# Task statement
According to the MySmileBuddy project description below, who is funding Dr. Edelstein's pilot of the application?

# Source passage
Partner(s):
Dr. Burton Edelstein College of Dental Medicine Released: April 2011 Archived, no longer available. |
MySmileBuddy is a mobile application to guide health workers assessing a child's risk for early childhood caries (ECC or severe tooth decay) and counseling that child's family on preventative lifestyle changes. CCNMTL is partnering with Dr. Burton Edelstein of the College of Dental Medicine to propose an improved risk assessment for ECC, and to develop and test the MySmileBuddy tool. Dr. Edelstein will conduct a pilot of MySmileBuddy funded by the National Institute of Health (NIH) with at-risk families in Morningside Heights.
Health workers and families using MySmileBuddy will supplement their face-to-face interaction with the use of MySmileBuddy's mobile application on a tablet computer that calculates risk for ECC and assists health workers in providing educational and motivational activities about oral health. The mobile application features assessment questions, interactive day/diet planner, videos and animation, as well as researcher tools including an online equation weighting tool for developing appropriate risk scores and an administrative area for viewing family data.

# Source data
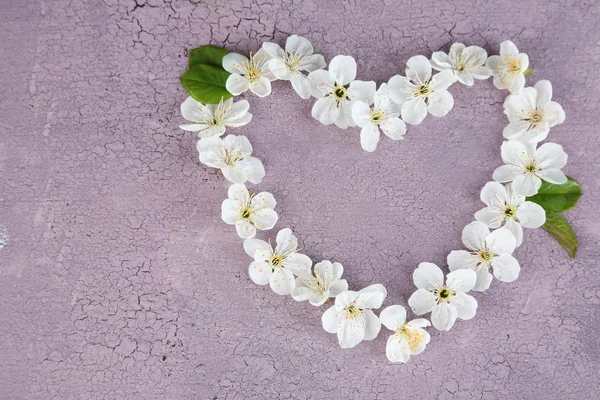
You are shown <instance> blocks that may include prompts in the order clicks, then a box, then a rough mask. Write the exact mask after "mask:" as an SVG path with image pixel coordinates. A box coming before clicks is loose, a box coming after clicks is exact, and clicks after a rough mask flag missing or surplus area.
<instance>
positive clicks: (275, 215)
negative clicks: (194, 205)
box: [221, 183, 278, 239]
mask: <svg viewBox="0 0 600 400" xmlns="http://www.w3.org/2000/svg"><path fill="white" fill-rule="evenodd" d="M227 194H228V198H227V199H225V200H223V203H222V204H221V219H223V221H224V222H225V223H226V224H229V225H235V229H236V231H237V233H238V235H239V236H240V237H241V238H242V239H251V238H253V237H254V236H255V235H256V230H257V229H260V230H267V229H271V228H273V226H275V224H276V223H277V219H278V216H277V213H276V212H275V210H273V209H274V208H275V205H276V202H275V198H274V197H273V195H272V194H271V193H269V192H260V193H259V194H257V195H254V194H253V195H250V193H249V192H248V189H246V186H244V185H243V184H241V183H236V184H234V185H231V186H230V187H229V190H228V192H227Z"/></svg>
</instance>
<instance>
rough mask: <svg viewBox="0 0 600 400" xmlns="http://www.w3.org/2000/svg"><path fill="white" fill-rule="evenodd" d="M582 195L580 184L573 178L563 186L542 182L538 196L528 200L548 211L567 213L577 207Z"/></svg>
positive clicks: (562, 185)
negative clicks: (556, 211)
mask: <svg viewBox="0 0 600 400" xmlns="http://www.w3.org/2000/svg"><path fill="white" fill-rule="evenodd" d="M582 194H583V192H582V190H581V186H579V183H577V181H576V180H575V179H573V178H568V180H567V183H564V184H562V185H554V184H552V183H548V182H546V181H544V182H542V186H541V187H540V190H539V191H538V194H536V195H535V196H531V197H528V198H527V200H529V201H533V202H534V203H537V204H539V205H540V206H542V207H543V208H544V210H546V211H560V212H565V211H569V210H570V209H572V208H573V207H575V205H576V204H577V201H578V200H579V198H580V197H581V195H582Z"/></svg>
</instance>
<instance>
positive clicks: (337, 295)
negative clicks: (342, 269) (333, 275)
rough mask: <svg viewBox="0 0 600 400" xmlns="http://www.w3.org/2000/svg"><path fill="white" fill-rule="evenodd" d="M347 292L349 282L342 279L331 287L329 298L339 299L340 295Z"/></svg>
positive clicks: (335, 283) (329, 289) (335, 263)
mask: <svg viewBox="0 0 600 400" xmlns="http://www.w3.org/2000/svg"><path fill="white" fill-rule="evenodd" d="M334 264H337V263H334ZM340 265H341V264H340ZM346 290H348V282H347V281H346V280H345V279H340V280H339V281H336V282H335V283H334V284H333V285H331V288H330V289H329V296H331V297H337V296H338V295H339V294H340V293H343V292H345V291H346Z"/></svg>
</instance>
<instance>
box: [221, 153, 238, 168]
mask: <svg viewBox="0 0 600 400" xmlns="http://www.w3.org/2000/svg"><path fill="white" fill-rule="evenodd" d="M241 159H242V156H241V155H240V154H231V153H229V152H228V151H227V150H225V164H226V165H227V166H229V167H233V166H234V165H235V164H236V163H237V162H238V161H239V160H241Z"/></svg>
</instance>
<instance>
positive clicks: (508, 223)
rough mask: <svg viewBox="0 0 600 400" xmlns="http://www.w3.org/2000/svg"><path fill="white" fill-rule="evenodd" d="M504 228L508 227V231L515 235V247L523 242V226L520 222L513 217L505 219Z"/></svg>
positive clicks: (516, 246) (519, 244)
mask: <svg viewBox="0 0 600 400" xmlns="http://www.w3.org/2000/svg"><path fill="white" fill-rule="evenodd" d="M517 215H518V212H517ZM544 215H545V214H544ZM504 228H506V229H508V230H509V231H510V233H512V234H513V236H514V237H515V239H516V247H519V246H521V244H523V227H522V226H521V224H520V223H518V222H517V221H515V220H514V219H509V220H508V221H506V224H505V225H504Z"/></svg>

# Answer space
The National Institute of Health (NIH) is funding the pilot.